» **TEXT**
________

Growing up in an Anabaptist community, I occasionally found myself in the middle of debates over the politics of shunning. For those who are unfamiliar, shunning is an old practice shaming and exclusion based on a few lines written by the Apostle Paul:
I wrote to you in my letter not to associate with sexually immoral people - not at all meaning the people of this world who are immoral, or the greedy and swindlers, or idolaters. In that case you would have to leave this world. But now I am writing to you that you must not associate with anyone who claims to be a brother or sister but is sexually immoral or greedy, an idolater or slanderer, a drunkard or swindler. Do not even eat with such people. (I Corinthians 5:9-11)
In practice, this could have some pretty dramatic consequences. While the basic rules of shunning are fairly narrow - don't eat with the person, don't do business with them, don't accept anything from them, etcetera - and sporadically observed, the ostracization that it legitimizes could effectively shut the target out of social life and turn them into a pariah. Justifying all of this, of course, was an elaborate apparatus of theology that few outside of the Amish church would find compelling.
In addition to theological justifications, however, the community also developed various pragmatic rationales that the modern liberal-left will find familiar. "By shunning [the offender] in all social relations," Hostetler writes, "the community gives him a status that minimizes the threat to other members of the community." The Dordrecht Confession of Faith, a central text of the Radical Reformation, advocates shunning so that the offender "may be made ashamed, be affected in his ways." In other words, shunning was supposed to have two practical consequences: 1) to engineer wokeness in the community, and 2) to shame the offender into rehabilitating.
Both of these rationales emerge time and time again in modern liberal-left advocacy for shaming and ostracization as tools of social engineering and personal discipline. And yet strangely enough, anyone at all familiar with the standard left critiques of shunning should have rejected both long ago.

________

» **STORED ROWS**
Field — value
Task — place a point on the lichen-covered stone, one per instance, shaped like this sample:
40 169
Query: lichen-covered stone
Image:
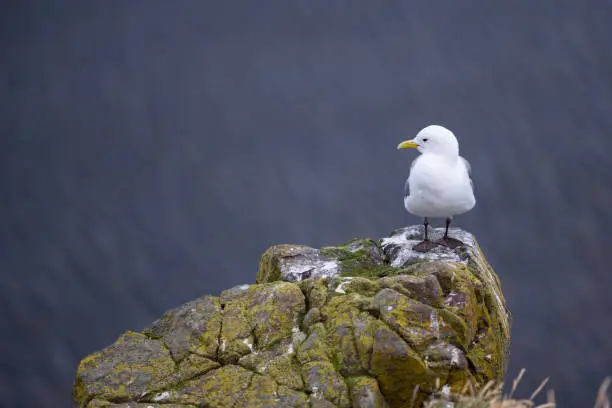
124 371
191 328
366 324
365 393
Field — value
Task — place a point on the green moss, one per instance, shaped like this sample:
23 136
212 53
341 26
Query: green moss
360 257
322 379
220 388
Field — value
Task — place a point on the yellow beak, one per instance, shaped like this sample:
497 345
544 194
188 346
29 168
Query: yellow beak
408 144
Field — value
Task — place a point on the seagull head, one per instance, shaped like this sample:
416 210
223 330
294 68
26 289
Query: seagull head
433 139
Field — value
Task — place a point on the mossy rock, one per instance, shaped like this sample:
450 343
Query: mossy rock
365 324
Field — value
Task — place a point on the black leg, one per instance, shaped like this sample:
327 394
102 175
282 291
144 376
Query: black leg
426 244
446 231
447 241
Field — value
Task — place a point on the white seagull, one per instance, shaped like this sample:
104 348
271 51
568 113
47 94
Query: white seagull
439 185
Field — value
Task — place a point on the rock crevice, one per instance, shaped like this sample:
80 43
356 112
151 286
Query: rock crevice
365 324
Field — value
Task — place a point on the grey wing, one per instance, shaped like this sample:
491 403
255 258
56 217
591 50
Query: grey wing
469 169
406 185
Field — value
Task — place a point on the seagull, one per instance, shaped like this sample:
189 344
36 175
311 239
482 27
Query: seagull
439 184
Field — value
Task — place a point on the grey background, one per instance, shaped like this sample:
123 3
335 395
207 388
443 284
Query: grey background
151 150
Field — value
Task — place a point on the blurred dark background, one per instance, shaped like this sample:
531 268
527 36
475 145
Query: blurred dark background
151 150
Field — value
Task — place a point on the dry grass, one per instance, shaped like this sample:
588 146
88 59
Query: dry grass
491 396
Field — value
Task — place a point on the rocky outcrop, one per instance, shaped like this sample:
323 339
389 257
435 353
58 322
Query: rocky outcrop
366 324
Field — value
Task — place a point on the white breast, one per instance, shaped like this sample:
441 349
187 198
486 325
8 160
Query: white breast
439 187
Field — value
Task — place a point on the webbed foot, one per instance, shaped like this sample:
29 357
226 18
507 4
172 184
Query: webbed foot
449 242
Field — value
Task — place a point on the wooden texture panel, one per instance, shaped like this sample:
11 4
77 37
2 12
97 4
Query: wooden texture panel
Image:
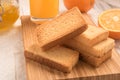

________

» **SET PROBLEM 1**
In the essay on shunning, the quoted verses from I Corinthians name the kinds of people, among those who claim to be a brother or sister, whom readers must not associate with. List every one of those kinds.
» **SET PROBLEM 2**
Write a continuation of the essay on shunning, picking up after its final sentence.

» **WRITTEN ANSWER 1**
sexually immoral
greedy
an idolater
slanderer
a drunkard
swindler

» **WRITTEN ANSWER 2**
To take the second point first, there is little reason to believe that shunning actually has any kind of rehabilitative effect on its target, and considerable reason to believe that it can actually amplify the problem. Delaney notes that "the effects on the shunned person can be devastating...[and] akin to psychological torture." Tanaka notes research on shunning that
indicates a severe distortion of the self image, for example, 'I am a type of person that everyone hates'...This long-term effect suggests a huge impact on one's identity...[it] has a strong impingement on emotional development, which as Kahn points out is the essence of cumulative trauma.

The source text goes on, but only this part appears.